Exercise => Write out every one of the rows below word for word, changing nothing.

···

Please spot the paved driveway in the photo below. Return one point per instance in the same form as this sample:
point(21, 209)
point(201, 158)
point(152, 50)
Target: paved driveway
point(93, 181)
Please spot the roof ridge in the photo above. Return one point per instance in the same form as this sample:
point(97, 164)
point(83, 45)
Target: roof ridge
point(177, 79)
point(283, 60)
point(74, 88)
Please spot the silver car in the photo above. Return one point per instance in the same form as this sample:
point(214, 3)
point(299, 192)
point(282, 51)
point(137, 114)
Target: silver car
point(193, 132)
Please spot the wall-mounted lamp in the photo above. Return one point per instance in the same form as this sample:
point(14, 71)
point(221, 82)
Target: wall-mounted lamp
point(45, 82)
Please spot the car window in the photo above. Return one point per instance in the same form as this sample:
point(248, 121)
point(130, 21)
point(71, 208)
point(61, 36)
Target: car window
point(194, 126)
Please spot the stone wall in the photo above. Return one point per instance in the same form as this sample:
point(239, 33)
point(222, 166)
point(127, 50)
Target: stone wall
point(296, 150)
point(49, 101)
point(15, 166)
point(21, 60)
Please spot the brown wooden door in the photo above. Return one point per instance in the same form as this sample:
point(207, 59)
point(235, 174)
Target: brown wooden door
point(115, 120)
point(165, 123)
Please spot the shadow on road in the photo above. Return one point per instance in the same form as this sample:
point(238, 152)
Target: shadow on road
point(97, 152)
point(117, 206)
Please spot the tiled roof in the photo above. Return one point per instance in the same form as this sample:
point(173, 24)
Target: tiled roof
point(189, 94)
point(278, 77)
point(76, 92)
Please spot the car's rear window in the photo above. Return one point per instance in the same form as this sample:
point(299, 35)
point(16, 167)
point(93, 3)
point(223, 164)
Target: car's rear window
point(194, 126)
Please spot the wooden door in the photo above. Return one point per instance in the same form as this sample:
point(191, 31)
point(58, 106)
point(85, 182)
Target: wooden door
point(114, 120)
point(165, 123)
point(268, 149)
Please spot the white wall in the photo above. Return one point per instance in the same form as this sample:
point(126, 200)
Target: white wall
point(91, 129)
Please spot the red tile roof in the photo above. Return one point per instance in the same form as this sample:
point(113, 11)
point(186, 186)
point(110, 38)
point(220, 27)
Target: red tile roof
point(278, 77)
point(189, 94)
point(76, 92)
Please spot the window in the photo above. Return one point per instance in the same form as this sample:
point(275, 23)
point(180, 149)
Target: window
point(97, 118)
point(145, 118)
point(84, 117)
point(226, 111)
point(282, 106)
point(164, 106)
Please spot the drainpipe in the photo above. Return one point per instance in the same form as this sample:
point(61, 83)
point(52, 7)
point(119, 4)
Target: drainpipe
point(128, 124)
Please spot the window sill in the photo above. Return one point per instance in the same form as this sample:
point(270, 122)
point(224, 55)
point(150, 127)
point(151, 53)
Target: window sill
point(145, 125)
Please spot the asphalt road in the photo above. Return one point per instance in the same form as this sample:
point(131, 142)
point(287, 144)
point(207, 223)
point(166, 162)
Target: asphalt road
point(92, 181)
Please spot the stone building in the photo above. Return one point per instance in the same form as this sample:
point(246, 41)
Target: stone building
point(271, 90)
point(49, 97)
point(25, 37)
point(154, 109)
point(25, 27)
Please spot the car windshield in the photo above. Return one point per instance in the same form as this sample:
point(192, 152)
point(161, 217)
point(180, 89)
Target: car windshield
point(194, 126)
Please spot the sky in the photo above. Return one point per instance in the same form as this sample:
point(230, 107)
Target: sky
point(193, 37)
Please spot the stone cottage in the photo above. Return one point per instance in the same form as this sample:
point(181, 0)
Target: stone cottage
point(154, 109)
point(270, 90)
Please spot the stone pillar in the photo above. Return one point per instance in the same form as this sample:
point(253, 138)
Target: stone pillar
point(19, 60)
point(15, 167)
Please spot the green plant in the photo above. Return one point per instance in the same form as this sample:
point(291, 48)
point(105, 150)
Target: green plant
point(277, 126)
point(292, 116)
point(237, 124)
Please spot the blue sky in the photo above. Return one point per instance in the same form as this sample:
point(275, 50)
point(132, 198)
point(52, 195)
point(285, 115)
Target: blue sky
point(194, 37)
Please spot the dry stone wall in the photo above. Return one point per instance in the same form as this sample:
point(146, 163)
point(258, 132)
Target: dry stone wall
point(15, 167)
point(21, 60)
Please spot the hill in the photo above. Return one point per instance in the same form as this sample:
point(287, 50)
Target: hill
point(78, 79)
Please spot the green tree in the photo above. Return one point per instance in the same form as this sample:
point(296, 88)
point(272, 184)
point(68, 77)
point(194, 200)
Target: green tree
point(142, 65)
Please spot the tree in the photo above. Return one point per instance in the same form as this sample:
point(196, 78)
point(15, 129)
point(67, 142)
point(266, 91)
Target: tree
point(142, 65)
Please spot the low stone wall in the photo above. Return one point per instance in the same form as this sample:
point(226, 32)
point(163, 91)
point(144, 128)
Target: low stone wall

···

Correct result =>
Please spot the paved driveway in the photo below. Return one point per instance in the same form as this sample:
point(21, 209)
point(201, 158)
point(152, 50)
Target: paved driveway
point(93, 181)
Please spot the roof ridge in the photo above. Return one point per instance in the same form as this sample:
point(97, 164)
point(83, 45)
Target: roof ridge
point(177, 79)
point(283, 60)
point(74, 88)
Please spot the silver car in the photo above. Return one point per instance in the same form as this sample:
point(214, 3)
point(299, 192)
point(282, 51)
point(137, 114)
Target: silver car
point(193, 132)
Please spot the wall-mounted lamp in the photo above. Return one point per instance in the same form as this sample:
point(14, 71)
point(221, 82)
Target: wall-mounted lamp
point(45, 82)
Please spot the car window in the photo above. Return one point per instance in the same form as this sample:
point(248, 121)
point(130, 21)
point(71, 208)
point(61, 36)
Target: car window
point(194, 126)
Please spot the stone wall in the photo above. Return one point per instance in the same form as this sample:
point(239, 33)
point(222, 166)
point(127, 50)
Target: stone wall
point(296, 150)
point(49, 101)
point(15, 166)
point(21, 60)
Please spot the brown wooden door in the photo above. Return one point per instance in the same form as this sample:
point(207, 59)
point(235, 174)
Target: brown wooden door
point(115, 120)
point(165, 123)
Please spot the shadow on road in the photo above. Return one point per instance in the same form as this sample:
point(238, 152)
Target: shadow on road
point(97, 152)
point(117, 206)
Please spot the tiled roof in the photo above. Return one point per instance in the same form as this sample:
point(173, 24)
Target: tiled roof
point(189, 94)
point(278, 77)
point(76, 92)
Please spot the car's rear window in the photo above. Return one point per instance in the same form as this sample:
point(299, 35)
point(16, 167)
point(93, 3)
point(223, 164)
Target: car's rear window
point(194, 126)
Please spot the wooden door in the photo above. Return one point per instance in the same form as this sample:
point(191, 31)
point(58, 106)
point(85, 182)
Target: wooden door
point(114, 120)
point(165, 123)
point(268, 149)
Please spot the white wall in the photo above. Return one point per instance in the same form as this sample:
point(126, 200)
Target: white wall
point(91, 129)
Please spot the red tile roof in the photo above. Return one point per instance in the same form as this sample:
point(113, 11)
point(186, 186)
point(110, 38)
point(220, 27)
Target: red tile roof
point(278, 77)
point(189, 94)
point(76, 92)
Please spot the window in the photo above. Return one point per instance in the same form as this sample:
point(275, 23)
point(180, 149)
Target: window
point(97, 118)
point(145, 118)
point(84, 117)
point(226, 111)
point(282, 106)
point(164, 106)
Please spot the drainpipe in the photo above. Return one point per instance in the same form as this sample:
point(61, 83)
point(52, 7)
point(119, 4)
Target: drainpipe
point(128, 124)
Please spot the window sill in the photo above. Return one point per instance in the same form as this sample:
point(270, 122)
point(224, 55)
point(150, 127)
point(151, 53)
Target: window sill
point(145, 125)
Please spot the asphalt road in the photo above. Return one point per instance in the same form as this sample:
point(131, 142)
point(287, 144)
point(207, 223)
point(166, 162)
Target: asphalt road
point(92, 181)
Please spot the stone building in the photo above. Return one point per instance in the same form as this sample:
point(246, 41)
Target: stone building
point(271, 90)
point(49, 97)
point(25, 37)
point(154, 109)
point(25, 27)
Please spot the car windshield in the photo above. Return one point per instance in the same form as this sample:
point(192, 152)
point(161, 217)
point(180, 89)
Target: car windshield
point(194, 126)
Please spot the sky in the photo above. Return one point per instance in the same form as this sample:
point(230, 107)
Target: sky
point(193, 37)
Please spot the stone cottage in the photo above. Return one point per instance in the same form as this sample:
point(181, 0)
Target: stone cottage
point(154, 109)
point(270, 90)
Please spot the stone pillar in the photo above. Return one point per instance in the same form as this sample:
point(253, 138)
Target: stone pillar
point(19, 60)
point(15, 167)
Please spot the green plant in the photo above. Return one point per instance in the same form as this sample:
point(291, 48)
point(105, 150)
Target: green plant
point(277, 126)
point(292, 116)
point(237, 124)
Please spot the blue sky in the photo above. Return one point per instance in the same form as this sample:
point(275, 50)
point(132, 198)
point(52, 195)
point(285, 115)
Target: blue sky
point(194, 37)
Please spot the dry stone wall in the photo above. Return one point per instance in the same form as this sample:
point(146, 163)
point(258, 132)
Target: dry stone wall
point(15, 167)
point(21, 60)
Please spot the hill in the photo above. Return one point per instance in the same form as this sample:
point(287, 50)
Target: hill
point(78, 79)
Please spot the green tree in the photo above. Return one point per instance in the same form as this sample:
point(296, 88)
point(272, 184)
point(68, 77)
point(194, 200)
Target: green tree
point(142, 65)
Please spot the tree in the photo above. Return one point per instance in the same form as this sample:
point(196, 78)
point(15, 129)
point(67, 142)
point(266, 91)
Target: tree
point(142, 65)
Please spot the low stone wall in the photo above. Return one point per instance in the same form as this sample:
point(226, 32)
point(163, 91)
point(144, 128)
Target: low stone wall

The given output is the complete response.